**GIVEN REQUEST:** Could you rewrite the lines starting at the first one and ending at the line that contains "[(254, 277), (166, 267)]", with "bicycle tire" replaced by "bike wheel" and everything else unchanged?

**PROVIDED INFORMATION:**
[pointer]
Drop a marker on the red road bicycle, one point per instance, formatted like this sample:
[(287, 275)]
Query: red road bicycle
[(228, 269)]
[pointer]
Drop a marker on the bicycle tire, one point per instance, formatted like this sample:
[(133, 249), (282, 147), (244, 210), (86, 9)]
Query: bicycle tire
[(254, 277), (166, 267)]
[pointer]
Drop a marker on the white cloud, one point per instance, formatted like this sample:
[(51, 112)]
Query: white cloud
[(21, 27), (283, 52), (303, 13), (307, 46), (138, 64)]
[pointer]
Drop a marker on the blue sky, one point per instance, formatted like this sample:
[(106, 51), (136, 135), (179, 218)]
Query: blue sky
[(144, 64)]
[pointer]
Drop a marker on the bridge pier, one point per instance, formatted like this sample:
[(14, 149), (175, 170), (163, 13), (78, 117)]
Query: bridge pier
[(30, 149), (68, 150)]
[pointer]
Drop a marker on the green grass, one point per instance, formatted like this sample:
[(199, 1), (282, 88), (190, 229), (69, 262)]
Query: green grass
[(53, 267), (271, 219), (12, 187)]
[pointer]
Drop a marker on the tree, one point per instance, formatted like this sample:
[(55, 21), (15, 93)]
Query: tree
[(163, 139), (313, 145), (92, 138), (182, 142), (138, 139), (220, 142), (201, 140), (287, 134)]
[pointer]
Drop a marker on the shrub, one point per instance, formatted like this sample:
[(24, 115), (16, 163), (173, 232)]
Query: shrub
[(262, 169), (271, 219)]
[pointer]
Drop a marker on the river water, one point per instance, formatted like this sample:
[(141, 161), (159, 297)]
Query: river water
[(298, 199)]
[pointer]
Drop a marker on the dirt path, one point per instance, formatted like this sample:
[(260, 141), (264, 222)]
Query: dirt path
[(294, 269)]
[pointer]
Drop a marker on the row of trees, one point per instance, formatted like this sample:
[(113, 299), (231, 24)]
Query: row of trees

**COMPLETE OUTPUT:**
[pointer]
Drop a marker on the red road bicycle, one point per instance, formatted like this sample:
[(287, 275)]
Query: red road bicycle
[(228, 269)]
[pointer]
Drop a marker on the bike wheel, one point per instance, formatted like this sample:
[(133, 249), (282, 147), (244, 210), (86, 9)]
Query: bike wheel
[(254, 277), (166, 267)]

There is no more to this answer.